Extract to read
►

MichD

 

Bash: Run arbitrary command(s) when a log entry appears

During my work on Android apps, I regularly end up debugging things that only happen after a long wait, particularly when it’s concerning streaming music, and playing adverts. If I end up having to wait for 10+ minutes, I won’t be staring at the device the entire time.

Unfortunately, this means I can easily miss events I’m interested in.

Android fortunately has adb’s logcat, a way to view incoming logging messages. I can view this in the IDE I’m working on, but it’s available directly from the command line as well, as adb logcat.

With that prerequisite out of the way, I wanted something that could reliably draw my attention when a specific log message appeared, so I could look at the android device and observe behaviour then.

This can be achieved in bash by plumbing a few things together.

  1. Live source of log messages (adb logcat)
  2. Something to filter for the specific messages you’re after (grep)
  3. Something to run a command that will draw attention every time there’s a line of output from step 2: while read -r i; do <mycommand>; done

Putting it together, that looks like:

Open a terminal window, and enter:

adb logcat -T 1 | grep --line-buffered "search text" | while read i; do <command>; done

Be sure to replace search text and <command> with relevant things for you.

◄

Data excerpts

►

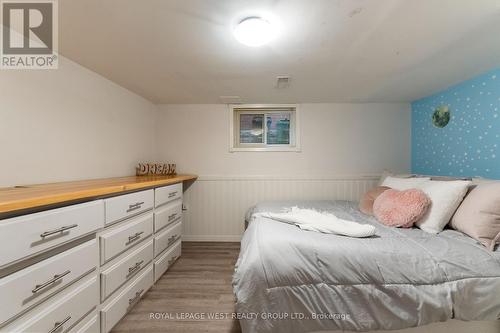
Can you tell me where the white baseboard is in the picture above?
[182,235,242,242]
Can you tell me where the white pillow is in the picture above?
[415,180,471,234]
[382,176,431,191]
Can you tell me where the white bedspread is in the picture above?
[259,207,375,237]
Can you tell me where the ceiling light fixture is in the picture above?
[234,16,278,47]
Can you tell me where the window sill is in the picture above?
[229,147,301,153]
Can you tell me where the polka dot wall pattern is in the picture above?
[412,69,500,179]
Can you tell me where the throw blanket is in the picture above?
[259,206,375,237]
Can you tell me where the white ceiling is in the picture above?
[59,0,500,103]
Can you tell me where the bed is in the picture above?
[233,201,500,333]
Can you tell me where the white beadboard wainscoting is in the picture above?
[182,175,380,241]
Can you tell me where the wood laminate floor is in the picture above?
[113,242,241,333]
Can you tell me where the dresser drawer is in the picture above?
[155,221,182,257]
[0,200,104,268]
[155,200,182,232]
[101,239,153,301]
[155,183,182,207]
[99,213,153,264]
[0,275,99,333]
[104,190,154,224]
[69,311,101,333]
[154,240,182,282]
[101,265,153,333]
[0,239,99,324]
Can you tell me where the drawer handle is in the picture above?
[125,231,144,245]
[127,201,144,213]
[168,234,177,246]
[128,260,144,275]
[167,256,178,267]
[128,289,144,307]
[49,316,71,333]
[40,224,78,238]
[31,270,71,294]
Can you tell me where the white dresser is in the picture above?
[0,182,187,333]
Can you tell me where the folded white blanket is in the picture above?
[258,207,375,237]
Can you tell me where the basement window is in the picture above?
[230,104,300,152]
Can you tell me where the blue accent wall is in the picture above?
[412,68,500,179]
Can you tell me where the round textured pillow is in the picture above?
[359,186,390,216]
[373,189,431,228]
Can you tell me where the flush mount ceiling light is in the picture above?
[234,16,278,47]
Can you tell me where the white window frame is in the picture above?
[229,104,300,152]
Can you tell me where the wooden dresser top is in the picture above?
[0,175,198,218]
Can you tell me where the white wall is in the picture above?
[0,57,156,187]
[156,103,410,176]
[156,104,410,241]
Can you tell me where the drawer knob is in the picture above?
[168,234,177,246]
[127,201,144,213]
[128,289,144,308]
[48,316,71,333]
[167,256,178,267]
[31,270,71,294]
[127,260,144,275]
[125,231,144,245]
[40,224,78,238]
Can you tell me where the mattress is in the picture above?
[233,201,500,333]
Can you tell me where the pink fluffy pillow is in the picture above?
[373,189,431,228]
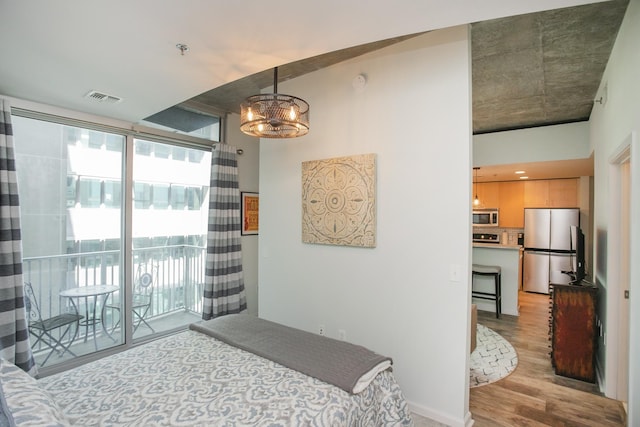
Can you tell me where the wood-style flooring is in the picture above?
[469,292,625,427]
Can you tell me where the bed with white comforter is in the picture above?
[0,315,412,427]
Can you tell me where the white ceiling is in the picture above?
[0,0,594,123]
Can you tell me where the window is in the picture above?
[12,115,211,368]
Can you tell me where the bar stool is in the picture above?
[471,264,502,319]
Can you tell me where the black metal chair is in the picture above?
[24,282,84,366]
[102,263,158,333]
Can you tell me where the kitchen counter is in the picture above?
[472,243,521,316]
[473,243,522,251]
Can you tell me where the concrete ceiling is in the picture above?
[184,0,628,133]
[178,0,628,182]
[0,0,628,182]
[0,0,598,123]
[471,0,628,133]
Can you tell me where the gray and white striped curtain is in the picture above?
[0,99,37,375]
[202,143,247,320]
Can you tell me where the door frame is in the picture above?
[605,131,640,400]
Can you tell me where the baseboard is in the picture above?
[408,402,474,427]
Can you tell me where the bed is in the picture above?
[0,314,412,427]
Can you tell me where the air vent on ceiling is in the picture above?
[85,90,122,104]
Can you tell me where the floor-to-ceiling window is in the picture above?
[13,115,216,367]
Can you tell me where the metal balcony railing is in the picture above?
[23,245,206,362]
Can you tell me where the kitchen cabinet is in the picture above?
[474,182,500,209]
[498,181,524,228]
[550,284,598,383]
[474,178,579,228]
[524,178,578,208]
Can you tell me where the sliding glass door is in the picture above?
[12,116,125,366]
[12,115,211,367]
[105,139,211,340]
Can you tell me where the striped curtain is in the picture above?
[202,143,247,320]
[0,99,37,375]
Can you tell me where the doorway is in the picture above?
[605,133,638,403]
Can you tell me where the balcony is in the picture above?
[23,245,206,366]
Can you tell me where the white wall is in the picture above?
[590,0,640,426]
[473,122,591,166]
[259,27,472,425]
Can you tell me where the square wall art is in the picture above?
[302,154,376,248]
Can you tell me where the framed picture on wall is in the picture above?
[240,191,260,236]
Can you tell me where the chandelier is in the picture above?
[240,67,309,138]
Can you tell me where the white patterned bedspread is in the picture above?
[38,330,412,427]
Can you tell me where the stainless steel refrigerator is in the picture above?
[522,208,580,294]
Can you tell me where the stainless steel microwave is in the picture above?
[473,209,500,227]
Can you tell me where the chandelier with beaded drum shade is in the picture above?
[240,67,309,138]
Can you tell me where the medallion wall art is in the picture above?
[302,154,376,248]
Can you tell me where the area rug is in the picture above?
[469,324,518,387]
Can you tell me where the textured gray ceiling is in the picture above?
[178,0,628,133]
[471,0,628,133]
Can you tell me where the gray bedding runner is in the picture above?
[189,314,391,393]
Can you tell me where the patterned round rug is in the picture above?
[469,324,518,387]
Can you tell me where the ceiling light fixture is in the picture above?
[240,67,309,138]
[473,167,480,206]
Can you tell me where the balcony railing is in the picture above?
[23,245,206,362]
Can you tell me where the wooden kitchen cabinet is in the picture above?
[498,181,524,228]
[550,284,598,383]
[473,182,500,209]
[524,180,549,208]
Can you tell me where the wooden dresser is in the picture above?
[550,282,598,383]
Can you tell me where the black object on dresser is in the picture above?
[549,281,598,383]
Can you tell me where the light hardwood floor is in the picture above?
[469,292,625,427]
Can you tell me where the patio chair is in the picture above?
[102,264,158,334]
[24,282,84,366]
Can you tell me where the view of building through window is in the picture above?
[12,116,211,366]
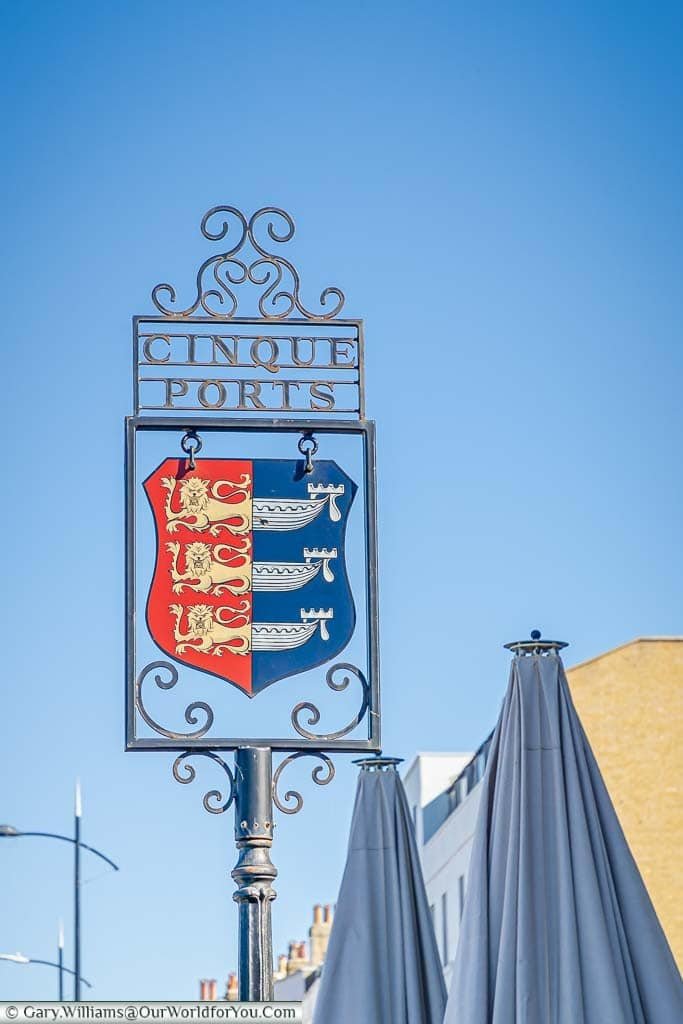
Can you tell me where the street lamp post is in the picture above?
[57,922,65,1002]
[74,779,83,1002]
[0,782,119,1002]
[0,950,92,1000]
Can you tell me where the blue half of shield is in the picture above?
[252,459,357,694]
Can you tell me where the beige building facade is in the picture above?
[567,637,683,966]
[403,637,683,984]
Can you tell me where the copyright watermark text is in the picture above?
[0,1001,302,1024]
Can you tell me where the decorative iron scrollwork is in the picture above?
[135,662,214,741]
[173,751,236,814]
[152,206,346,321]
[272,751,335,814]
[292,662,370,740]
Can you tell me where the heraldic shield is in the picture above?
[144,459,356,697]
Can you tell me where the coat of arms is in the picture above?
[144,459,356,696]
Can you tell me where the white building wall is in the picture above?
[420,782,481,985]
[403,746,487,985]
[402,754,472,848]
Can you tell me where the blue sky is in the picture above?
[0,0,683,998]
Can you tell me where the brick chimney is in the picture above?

◄

Set task
Extend the post about running bash commands when a log entry appears, picking up right after its last sentence.

Answer to the problem
Per example, here’s how I use it. I’ve broken the command up into lines, using \ as the very last character in the line to tell bash not to interpret the “newline” character. This makes it a bit easier to read.

adb logcat -T 1 \
  | grep --line-buffered "Checking to launch ads" \
  | while read i; do notify-send "Checking for ads" "$i"; done

Let’s take that apart.

adb logcat

adb logcat -T 1

This streams messages from the device’s logs to STDOUT. The -T 1 argument ensures it only outputs messages from the time you invoked it onwards, skipping buffered messages. Essentially, don’t process things that happened in the past.

This invocation assumes you’ve only got one Android device or emulator available to adb right now. If you have multiple devices available to it, run adb devices to get the serial number of the device you’re interested in, and then use adb logcat -d <serial number> -T 1 instead.

The output of this is piped into grep, which will only let lines through that we care about.

grep

grep --line-buffered "search text"

Given an input line, this will check whether “search text” was found in that line. If it was, the input line will be piped on to the while read block.

Grep has lots of useful options, so it’s worth skimming the grep manual to be aware of them. In this use case, the simplest form works well, though.

The --line-buffered argument ensures that as soon as a line of text is available to output, it will be done immediately. Without this, the shell or grep may buffer a large amount of text before passing it on to the pipe. Since we’re looking to do realtime processing, this is not desirable, hence the argument.

A side note: adb logcat provides its own filtering options, but I want this post to be more generically useful. You can use any command that streams lines of logs as the first command, and still have use of the rest of this setup.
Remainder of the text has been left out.